[REQUEST]
Print every record below exactly as written.

— Start of DATA TO PROCESS —

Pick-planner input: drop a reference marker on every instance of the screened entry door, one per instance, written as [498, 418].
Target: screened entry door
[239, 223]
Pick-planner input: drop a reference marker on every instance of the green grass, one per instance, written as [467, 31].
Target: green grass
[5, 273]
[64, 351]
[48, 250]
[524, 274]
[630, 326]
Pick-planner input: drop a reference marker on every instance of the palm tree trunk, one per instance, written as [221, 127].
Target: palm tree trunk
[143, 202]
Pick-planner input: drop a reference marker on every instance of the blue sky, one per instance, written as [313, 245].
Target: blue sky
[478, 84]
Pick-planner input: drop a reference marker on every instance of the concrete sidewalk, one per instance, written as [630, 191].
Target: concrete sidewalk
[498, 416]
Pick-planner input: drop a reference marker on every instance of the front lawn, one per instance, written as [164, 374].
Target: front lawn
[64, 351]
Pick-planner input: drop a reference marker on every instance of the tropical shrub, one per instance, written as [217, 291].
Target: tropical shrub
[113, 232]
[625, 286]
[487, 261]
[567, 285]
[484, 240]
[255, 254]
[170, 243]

— End of DATA TO PROCESS —

[ANSWER TO THIS EXERCISE]
Pick-planner input: drop a reference marker on every instance of the screened entry door, one per instance, written as [498, 418].
Target: screened entry door
[239, 223]
Pick-planner input: drop a reference marker on every instance of the green grass, one per instance, written as [467, 31].
Target: green grass
[5, 273]
[64, 351]
[48, 250]
[524, 274]
[630, 326]
Pick-planner input: drop a reference marker on every instance of the palm tree trunk, one per instance, written as [221, 127].
Target: palm tree trunk
[143, 202]
Pick-planner input: drop a reference marker on every instance of the blue sky, one per instance, written as [313, 245].
Target: blue sky
[478, 84]
Pick-planner input: drop a reference marker on every instance of the concrete sidewalk, one per instance, written as [630, 191].
Target: concrete sidewalk
[498, 416]
Pick-planner input: drop a reference marker on every instance of the front lawn, one per instance, written as [164, 374].
Target: front lawn
[64, 351]
Pick-planner input: drop a reference marker on every instance of the tropical shrub, one per instance, written as [217, 291].
Target: tropical shrub
[113, 232]
[625, 286]
[487, 261]
[567, 285]
[484, 240]
[255, 254]
[170, 243]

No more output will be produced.